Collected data
··········

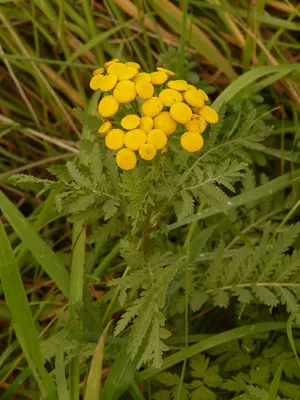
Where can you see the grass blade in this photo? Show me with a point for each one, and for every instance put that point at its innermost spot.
(93, 385)
(198, 39)
(21, 315)
(50, 262)
(209, 343)
(249, 77)
(121, 375)
(276, 382)
(199, 241)
(259, 193)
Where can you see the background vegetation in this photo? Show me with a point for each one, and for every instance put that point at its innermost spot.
(243, 53)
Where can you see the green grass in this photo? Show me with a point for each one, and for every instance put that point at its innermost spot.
(47, 265)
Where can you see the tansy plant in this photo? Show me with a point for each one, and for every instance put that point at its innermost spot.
(143, 169)
(142, 110)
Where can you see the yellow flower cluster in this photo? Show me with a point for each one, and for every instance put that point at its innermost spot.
(142, 110)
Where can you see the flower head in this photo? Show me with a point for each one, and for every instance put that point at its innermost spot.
(142, 76)
(133, 64)
(209, 114)
(180, 85)
(114, 140)
(152, 106)
(95, 82)
(127, 73)
(126, 159)
(134, 139)
(148, 119)
(196, 124)
(144, 89)
(131, 121)
(108, 63)
(146, 123)
(203, 94)
(98, 71)
(157, 138)
(107, 83)
(194, 98)
(191, 141)
(166, 71)
(124, 92)
(116, 69)
(108, 106)
(169, 97)
(104, 128)
(158, 78)
(165, 122)
(147, 151)
(181, 112)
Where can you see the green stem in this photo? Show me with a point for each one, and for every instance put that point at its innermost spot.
(76, 293)
(107, 260)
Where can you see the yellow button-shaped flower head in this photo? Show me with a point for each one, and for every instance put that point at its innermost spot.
(191, 87)
(180, 85)
(191, 141)
(157, 138)
(194, 98)
(144, 89)
(169, 97)
(124, 92)
(111, 62)
(107, 83)
(203, 94)
(166, 71)
(108, 106)
(126, 159)
(104, 128)
(95, 82)
(165, 122)
(131, 121)
(98, 71)
(152, 106)
(147, 151)
(133, 64)
(134, 139)
(116, 69)
(158, 78)
(127, 73)
(181, 112)
(196, 124)
(146, 124)
(142, 76)
(209, 114)
(114, 140)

··········

- _Your task_: Reproduce, word for word, every line of the items from the one containing "Where can you see the tansy" through the last line, and nothing else.

- _Reply to the task_:
Where can you see the tansy plant in this photo? Show me with a point for each one, and for every instance put that point at its innermost spot.
(143, 169)
(142, 110)
Where can you see the yellow flower cluster in this photo? Show me with a point for each one, and for every instance put that point at its innermost spot.
(142, 110)
Where can you see the flower head in this photo? Show me with a point for each one, and for every instance put that point at its innermost spot.
(142, 76)
(133, 64)
(209, 114)
(180, 85)
(114, 140)
(152, 106)
(95, 82)
(127, 73)
(126, 159)
(134, 139)
(148, 119)
(196, 124)
(144, 89)
(131, 121)
(108, 63)
(146, 123)
(203, 94)
(98, 71)
(157, 138)
(107, 83)
(194, 98)
(191, 141)
(166, 71)
(124, 92)
(116, 69)
(108, 106)
(169, 97)
(104, 128)
(158, 78)
(165, 122)
(147, 151)
(181, 112)
Where can you see the green stem in this photo? Show me with a point for each one, and for every instance put that point at its innermost spot.
(76, 293)
(107, 260)
Where can you see the yellow button-shaped flower head in this photo? Show me with a point for each one, and for every instance put that point at its innermost spot.
(191, 87)
(180, 85)
(191, 141)
(157, 138)
(194, 98)
(144, 89)
(169, 97)
(124, 92)
(111, 62)
(107, 83)
(203, 94)
(166, 71)
(108, 106)
(126, 159)
(104, 128)
(95, 82)
(165, 122)
(131, 121)
(98, 71)
(152, 106)
(147, 151)
(133, 64)
(134, 139)
(116, 69)
(158, 78)
(127, 73)
(181, 112)
(196, 124)
(146, 124)
(142, 76)
(209, 114)
(114, 140)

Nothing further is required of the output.